Items from a data source:
_ _ _
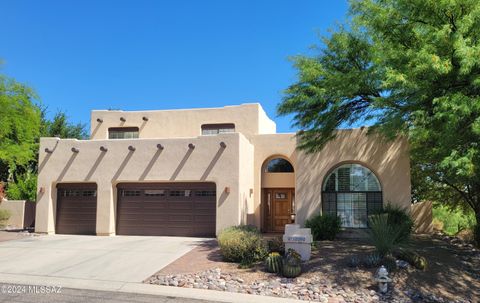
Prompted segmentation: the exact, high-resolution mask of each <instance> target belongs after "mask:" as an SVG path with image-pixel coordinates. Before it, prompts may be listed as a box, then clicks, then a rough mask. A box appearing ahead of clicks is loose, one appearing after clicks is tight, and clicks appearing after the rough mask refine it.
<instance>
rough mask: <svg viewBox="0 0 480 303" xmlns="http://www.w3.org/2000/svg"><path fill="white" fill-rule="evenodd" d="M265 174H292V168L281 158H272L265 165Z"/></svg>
mask: <svg viewBox="0 0 480 303" xmlns="http://www.w3.org/2000/svg"><path fill="white" fill-rule="evenodd" d="M265 172H266V173H293V166H292V164H290V162H288V160H285V159H283V158H274V159H272V160H270V161H269V162H268V163H267V165H265Z"/></svg>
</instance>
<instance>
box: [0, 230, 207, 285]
mask: <svg viewBox="0 0 480 303" xmlns="http://www.w3.org/2000/svg"><path fill="white" fill-rule="evenodd" d="M204 240H205V239H199V238H182V237H143V236H142V237H137V236H115V237H96V236H74V235H51V236H41V237H28V238H22V239H18V240H11V241H6V242H0V274H18V275H32V276H45V277H60V278H72V279H87V280H102V281H117V282H141V281H143V280H144V279H146V278H147V277H149V276H150V275H152V274H154V273H155V272H157V271H158V270H160V269H161V268H163V267H165V266H167V265H168V264H169V263H171V262H173V261H174V260H176V259H177V258H179V257H181V256H182V255H184V254H185V253H187V252H189V251H190V250H192V249H193V248H194V247H195V246H196V245H197V244H200V243H201V242H203V241H204Z"/></svg>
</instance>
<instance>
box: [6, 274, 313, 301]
mask: <svg viewBox="0 0 480 303" xmlns="http://www.w3.org/2000/svg"><path fill="white" fill-rule="evenodd" d="M2 283H9V284H22V285H39V286H42V285H43V286H61V287H62V288H74V289H89V290H100V291H117V292H125V293H138V294H148V295H161V296H171V297H180V298H188V299H198V300H209V301H216V302H230V303H258V302H262V303H273V302H278V303H300V302H303V303H305V301H300V300H294V299H284V298H277V297H268V296H257V295H248V294H240V293H231V292H223V291H215V290H205V289H194V288H181V287H169V286H159V285H151V284H144V283H134V282H115V281H104V280H87V279H70V278H57V277H48V278H46V277H45V276H36V275H17V274H0V284H2Z"/></svg>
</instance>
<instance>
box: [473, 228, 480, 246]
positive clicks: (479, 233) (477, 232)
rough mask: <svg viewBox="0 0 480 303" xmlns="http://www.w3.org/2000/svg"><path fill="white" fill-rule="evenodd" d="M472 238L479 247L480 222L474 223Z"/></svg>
mask: <svg viewBox="0 0 480 303" xmlns="http://www.w3.org/2000/svg"><path fill="white" fill-rule="evenodd" d="M473 238H474V239H475V242H476V243H477V246H478V247H480V223H478V224H477V225H475V228H474V229H473Z"/></svg>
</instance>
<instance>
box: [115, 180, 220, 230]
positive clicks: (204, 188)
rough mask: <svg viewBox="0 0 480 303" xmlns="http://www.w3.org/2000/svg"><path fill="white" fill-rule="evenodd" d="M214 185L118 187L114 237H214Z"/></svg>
mask: <svg viewBox="0 0 480 303" xmlns="http://www.w3.org/2000/svg"><path fill="white" fill-rule="evenodd" d="M215 218H216V188H215V184H214V183H155V184H135V183H126V184H119V185H118V203H117V234H118V235H152V236H200V237H207V236H215V222H216V220H215Z"/></svg>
_ _ _
* [Exercise]: Each record above needs to be copied exactly, with images left out.

* [Solution to this problem]:
Prompted segmentation: the exact, high-resolution mask of each <instance> target belongs after "mask:" as an SVG path with image-pixel coordinates. Before it, prompts may be listed as a box, then clicks, then a rough mask. A box appearing ahead of clicks is loose, one appearing after clicks is tight, and clicks appearing after the rough mask refine it.
<instance>
rough mask: <svg viewBox="0 0 480 303" xmlns="http://www.w3.org/2000/svg"><path fill="white" fill-rule="evenodd" d="M265 174H292V168L281 158H272L265 165Z"/></svg>
mask: <svg viewBox="0 0 480 303" xmlns="http://www.w3.org/2000/svg"><path fill="white" fill-rule="evenodd" d="M265 172H266V173H293V166H292V164H290V162H288V160H285V159H283V158H274V159H272V160H270V161H269V162H268V163H267V165H265Z"/></svg>
</instance>
<instance>
box: [0, 230, 207, 285]
mask: <svg viewBox="0 0 480 303" xmlns="http://www.w3.org/2000/svg"><path fill="white" fill-rule="evenodd" d="M204 240H205V239H199V238H182V237H143V236H142V237H137V236H115V237H96V236H74V235H51V236H41V237H28V238H22V239H18V240H11V241H6V242H0V274H18V275H32V276H45V277H60V278H72V279H87V280H102V281H117V282H141V281H143V280H144V279H146V278H147V277H149V276H150V275H152V274H154V273H155V272H157V271H158V270H160V269H161V268H163V267H165V266H167V265H168V264H169V263H171V262H173V261H174V260H176V259H177V258H179V257H181V256H182V255H184V254H185V253H187V252H189V251H190V250H192V249H193V248H194V247H195V246H196V245H197V244H200V243H201V242H203V241H204Z"/></svg>
</instance>
<instance>
box: [6, 274, 313, 301]
mask: <svg viewBox="0 0 480 303" xmlns="http://www.w3.org/2000/svg"><path fill="white" fill-rule="evenodd" d="M2 283H9V284H22V285H39V286H42V285H43V286H61V287H62V288H74V289H89V290H100V291H117V292H125V293H138V294H148V295H161V296H171V297H180V298H188V299H198V300H209V301H216V302H230V303H258V302H262V303H273V302H278V303H300V302H303V303H305V301H300V300H294V299H284V298H277V297H268V296H257V295H248V294H240V293H231V292H223V291H215V290H205V289H194V288H181V287H169V286H159V285H151V284H144V283H134V282H115V281H104V280H87V279H70V278H57V277H48V278H46V277H45V276H36V275H17V274H0V284H2Z"/></svg>
</instance>
<instance>
box: [473, 228, 480, 246]
positive clicks: (479, 233) (477, 232)
rough mask: <svg viewBox="0 0 480 303" xmlns="http://www.w3.org/2000/svg"><path fill="white" fill-rule="evenodd" d="M472 238L479 247L480 222L474 223Z"/></svg>
mask: <svg viewBox="0 0 480 303" xmlns="http://www.w3.org/2000/svg"><path fill="white" fill-rule="evenodd" d="M473 238H474V239H475V242H476V243H477V246H478V247H480V223H478V224H477V225H475V228H474V229H473Z"/></svg>
</instance>
<instance>
box: [115, 180, 220, 230]
positive clicks: (204, 188)
rough mask: <svg viewBox="0 0 480 303" xmlns="http://www.w3.org/2000/svg"><path fill="white" fill-rule="evenodd" d="M214 185L118 187L114 237H214Z"/></svg>
mask: <svg viewBox="0 0 480 303" xmlns="http://www.w3.org/2000/svg"><path fill="white" fill-rule="evenodd" d="M215 218H216V188H215V184H214V183H155V184H135V183H126V184H119V185H118V203H117V234H118V235H152V236H200V237H207V236H215V222H216V220H215Z"/></svg>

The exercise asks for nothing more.